- **What needs to be done**
Collect every line in the listing below that contains the string "blurred" and copy each of those lines in full. The match is case-sensitive.

Region segmentation data
#####

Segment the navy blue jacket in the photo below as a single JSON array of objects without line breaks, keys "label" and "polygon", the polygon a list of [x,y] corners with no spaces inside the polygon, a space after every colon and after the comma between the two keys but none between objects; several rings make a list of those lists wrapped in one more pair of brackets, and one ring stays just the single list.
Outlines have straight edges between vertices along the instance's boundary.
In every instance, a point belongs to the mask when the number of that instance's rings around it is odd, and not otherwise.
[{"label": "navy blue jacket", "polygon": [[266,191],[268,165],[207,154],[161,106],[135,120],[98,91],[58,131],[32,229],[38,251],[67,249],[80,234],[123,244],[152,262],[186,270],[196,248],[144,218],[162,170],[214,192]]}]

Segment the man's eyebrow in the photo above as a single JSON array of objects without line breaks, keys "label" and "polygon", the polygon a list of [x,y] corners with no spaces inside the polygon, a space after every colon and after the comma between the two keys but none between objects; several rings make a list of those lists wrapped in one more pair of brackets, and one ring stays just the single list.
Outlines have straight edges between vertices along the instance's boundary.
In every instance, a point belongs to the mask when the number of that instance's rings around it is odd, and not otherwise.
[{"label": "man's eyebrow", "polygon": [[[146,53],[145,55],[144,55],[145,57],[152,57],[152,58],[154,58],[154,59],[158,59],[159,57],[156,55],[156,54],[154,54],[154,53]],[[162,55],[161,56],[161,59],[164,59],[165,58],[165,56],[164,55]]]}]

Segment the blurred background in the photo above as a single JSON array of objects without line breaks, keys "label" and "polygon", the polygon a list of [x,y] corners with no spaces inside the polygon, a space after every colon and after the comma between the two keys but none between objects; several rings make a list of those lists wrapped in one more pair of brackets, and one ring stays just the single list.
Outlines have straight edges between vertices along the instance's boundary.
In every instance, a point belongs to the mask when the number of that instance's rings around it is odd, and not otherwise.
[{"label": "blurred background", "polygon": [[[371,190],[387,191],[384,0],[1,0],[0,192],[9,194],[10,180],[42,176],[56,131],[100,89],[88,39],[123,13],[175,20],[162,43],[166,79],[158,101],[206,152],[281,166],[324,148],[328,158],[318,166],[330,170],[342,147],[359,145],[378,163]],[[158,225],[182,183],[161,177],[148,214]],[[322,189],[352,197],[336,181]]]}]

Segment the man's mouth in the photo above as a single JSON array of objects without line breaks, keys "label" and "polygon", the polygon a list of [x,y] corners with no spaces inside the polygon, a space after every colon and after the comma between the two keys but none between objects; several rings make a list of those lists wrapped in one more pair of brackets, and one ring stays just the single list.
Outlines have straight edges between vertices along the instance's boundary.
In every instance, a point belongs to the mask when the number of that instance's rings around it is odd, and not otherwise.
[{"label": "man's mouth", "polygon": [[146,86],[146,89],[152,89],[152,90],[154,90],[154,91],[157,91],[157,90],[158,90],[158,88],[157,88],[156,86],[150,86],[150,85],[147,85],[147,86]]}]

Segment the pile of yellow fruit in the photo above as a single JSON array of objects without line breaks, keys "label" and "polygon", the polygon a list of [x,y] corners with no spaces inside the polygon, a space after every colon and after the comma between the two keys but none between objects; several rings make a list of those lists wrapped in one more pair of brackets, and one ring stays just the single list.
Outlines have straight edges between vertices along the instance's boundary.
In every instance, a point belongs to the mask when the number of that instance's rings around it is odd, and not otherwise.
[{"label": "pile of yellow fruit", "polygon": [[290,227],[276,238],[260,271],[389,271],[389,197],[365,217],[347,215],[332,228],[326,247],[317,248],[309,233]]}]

#####

- **Answer**
Segment the blurred background in the photo above as a single JSON array of objects without line breaks, keys "label" and "polygon", the polygon a list of [x,y] corners with no spaces inside the polygon, a space after every colon and after the comma between the two keys but none between objects; several rings make a list of those lists wrapped in one more pair of brackets, and one ring stays just the single list.
[{"label": "blurred background", "polygon": [[[371,190],[387,191],[384,0],[1,0],[0,192],[9,194],[10,180],[42,176],[56,131],[100,89],[88,39],[123,13],[175,20],[162,43],[166,79],[158,101],[206,152],[281,166],[324,148],[328,158],[318,166],[330,170],[342,147],[359,145],[378,163]],[[158,225],[182,183],[161,177],[148,214]],[[322,189],[352,197],[336,181]]]}]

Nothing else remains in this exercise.